▶ **Supplied records**
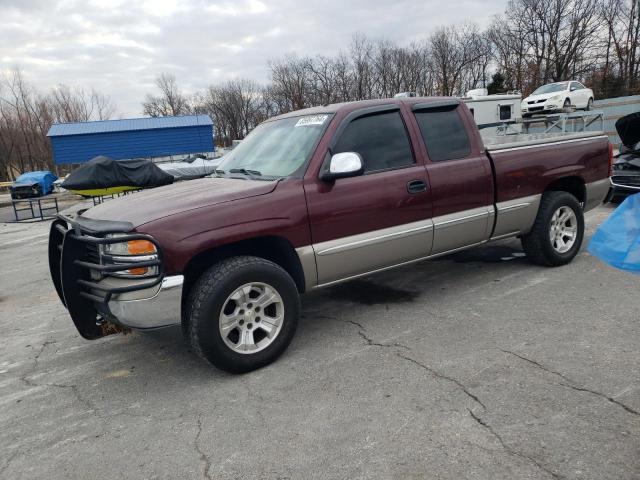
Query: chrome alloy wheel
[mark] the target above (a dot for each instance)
(251, 317)
(564, 229)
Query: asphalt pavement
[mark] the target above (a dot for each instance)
(474, 366)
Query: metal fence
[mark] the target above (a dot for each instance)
(613, 109)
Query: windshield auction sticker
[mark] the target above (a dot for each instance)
(311, 120)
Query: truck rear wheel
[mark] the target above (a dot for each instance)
(557, 232)
(243, 313)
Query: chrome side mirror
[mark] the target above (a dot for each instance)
(342, 165)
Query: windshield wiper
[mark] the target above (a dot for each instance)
(246, 171)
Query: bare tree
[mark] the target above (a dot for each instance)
(26, 116)
(622, 22)
(169, 102)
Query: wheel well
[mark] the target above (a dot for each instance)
(572, 185)
(276, 249)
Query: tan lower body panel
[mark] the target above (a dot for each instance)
(516, 216)
(356, 254)
(595, 193)
(459, 229)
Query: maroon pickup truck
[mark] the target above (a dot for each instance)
(312, 198)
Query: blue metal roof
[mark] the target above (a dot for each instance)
(130, 124)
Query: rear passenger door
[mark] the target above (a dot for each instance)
(459, 174)
(380, 218)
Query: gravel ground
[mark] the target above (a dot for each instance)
(474, 366)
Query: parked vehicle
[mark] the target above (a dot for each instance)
(558, 97)
(106, 176)
(625, 178)
(312, 198)
(32, 184)
(495, 114)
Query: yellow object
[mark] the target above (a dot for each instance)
(140, 247)
(101, 192)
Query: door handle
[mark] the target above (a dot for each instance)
(416, 186)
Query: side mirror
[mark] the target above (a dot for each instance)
(342, 165)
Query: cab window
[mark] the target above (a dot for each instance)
(380, 139)
(444, 134)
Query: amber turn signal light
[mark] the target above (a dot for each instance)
(140, 247)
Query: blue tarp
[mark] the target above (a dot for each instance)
(45, 178)
(617, 240)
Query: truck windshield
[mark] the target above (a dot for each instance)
(277, 148)
(552, 87)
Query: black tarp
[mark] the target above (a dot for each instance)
(628, 128)
(104, 172)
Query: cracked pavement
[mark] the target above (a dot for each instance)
(474, 366)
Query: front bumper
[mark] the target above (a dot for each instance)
(98, 300)
(547, 107)
(161, 310)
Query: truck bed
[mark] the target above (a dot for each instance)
(502, 142)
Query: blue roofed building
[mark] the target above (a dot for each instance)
(131, 138)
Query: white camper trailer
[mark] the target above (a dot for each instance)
(495, 114)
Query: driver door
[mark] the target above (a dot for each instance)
(380, 218)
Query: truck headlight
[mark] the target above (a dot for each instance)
(132, 247)
(130, 252)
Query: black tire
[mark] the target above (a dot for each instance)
(537, 243)
(208, 297)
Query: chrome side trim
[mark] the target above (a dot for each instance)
(161, 310)
(355, 254)
(307, 258)
(624, 186)
(458, 229)
(409, 262)
(543, 143)
(516, 216)
(595, 192)
(373, 240)
(456, 220)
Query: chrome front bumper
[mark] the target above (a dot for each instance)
(160, 310)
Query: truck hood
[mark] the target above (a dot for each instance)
(148, 205)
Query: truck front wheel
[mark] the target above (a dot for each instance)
(242, 313)
(558, 230)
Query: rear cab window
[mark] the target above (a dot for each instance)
(444, 133)
(381, 139)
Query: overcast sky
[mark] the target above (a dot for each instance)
(120, 46)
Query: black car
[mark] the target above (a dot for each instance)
(625, 179)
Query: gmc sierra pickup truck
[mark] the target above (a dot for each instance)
(312, 198)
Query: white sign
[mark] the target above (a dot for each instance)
(311, 120)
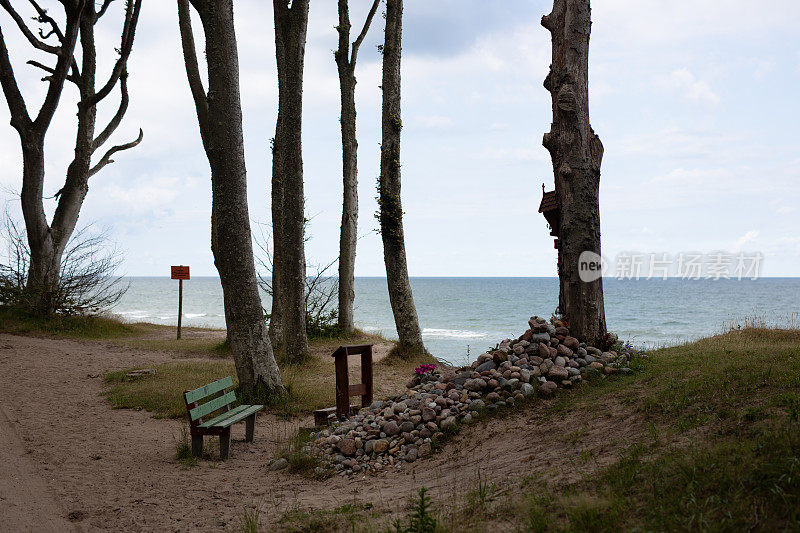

▶ **What you are asked to do**
All of the entries must be reproduced exactly, with no pictures kept.

▶ **Result of the exercise**
Query: chrome alloy wheel
[mark] the target above (a dot for each instance)
(251, 317)
(564, 229)
Query: asphalt pavement
[mark] the target above (a dot for each instance)
(474, 366)
Query: metal fence
[mark] the target above (a dot for each instance)
(613, 109)
Query: windshield auction sticker
[mark] the target above (a dot for each instance)
(311, 120)
Query: truck rear wheel
[mark] the target above (a dot for each instance)
(557, 232)
(243, 313)
Query: chrome side mirror
[mark] the target above (a dot for each instance)
(342, 165)
Query: windshield wiper
[mark] the target above (a dot for each instance)
(246, 171)
Query: bare tree
[mark] the target above (a dot for each instance)
(26, 116)
(622, 22)
(169, 102)
Query: wheel well
[mark] the target above (a dot for each instance)
(572, 185)
(276, 249)
Query: tan lower body panel
[mark] the target above (a dot for each instance)
(516, 216)
(356, 254)
(595, 193)
(459, 229)
Query: maroon pickup truck
[mark] the target above (a dot for each instance)
(312, 198)
Query: blue metal roof
[mark] the target above (a dot for each instance)
(130, 124)
Query: rear passenger door
[mark] the target above (a dot for each instance)
(459, 174)
(380, 218)
Query: gravel ground
[mark] the target above (a dot for each instance)
(474, 366)
Query: parked vehicle
[mark] the target above (a dot for each instance)
(558, 97)
(106, 176)
(625, 178)
(312, 198)
(32, 184)
(495, 114)
Query: yellow object
[mark] the target above (a dot for each instance)
(140, 247)
(101, 192)
Query: door handle
[mark] the target above (a dot for each instance)
(416, 186)
Query: side mirror
[mark] the target above (a dot for each instance)
(342, 165)
Query: cab window
[mark] the target above (a dot for each instance)
(380, 139)
(444, 134)
Query: amber turn signal light
[mark] the target above (a dot for each instance)
(140, 247)
Query: blue tarp
[mark] the target above (a dot for each instance)
(45, 178)
(617, 240)
Query: truck windshield
[mark] the target above (a dot for each instance)
(277, 148)
(552, 87)
Query: black tarp
[mark] the target above (a dot for each instance)
(628, 128)
(104, 172)
Query: cracked pavement
[mark] the target above (a dot for each instance)
(474, 366)
Query: front bumper
[mark] the target above (a dot for each instance)
(98, 300)
(547, 107)
(161, 310)
Query: truck bed
[mark] the target above (a dot for each instance)
(502, 142)
Query: blue roofed building
[mark] the target above (a dot for each instance)
(131, 138)
Query: white camper trailer
[mark] the target above (a dot for each instance)
(495, 114)
Query: driver door
[mark] the target above (a dot for each instance)
(380, 218)
Query: truck headlight
[mark] the target above (a dot for each instance)
(132, 247)
(130, 252)
Query: black tire
[mark] the target above (a dot for each instance)
(537, 243)
(208, 297)
Query: chrome side trim
[mark] the target above (a dot for each instance)
(161, 310)
(355, 254)
(307, 258)
(624, 186)
(458, 229)
(409, 262)
(543, 143)
(516, 216)
(595, 192)
(373, 240)
(456, 220)
Query: chrome front bumper
[mark] the target above (a dot for each instance)
(160, 310)
Query: truck hood
[mark] the target above (a dot for each instance)
(148, 205)
Query: truck front wheel
[mark] the target above (a dot for each instance)
(242, 313)
(558, 230)
Query: rear cab window
[mark] the target above (a dot for each instance)
(444, 133)
(381, 139)
Query: overcast sky
[mark] the target above (a dot for each instance)
(120, 46)
Query: black car
[mark] the target above (a dot for each instance)
(625, 179)
Query: gmc sierra pickup truck
[mark] the target above (a dot for each instance)
(312, 198)
Query: white sign
[mark] the target above (a dot for each instance)
(311, 120)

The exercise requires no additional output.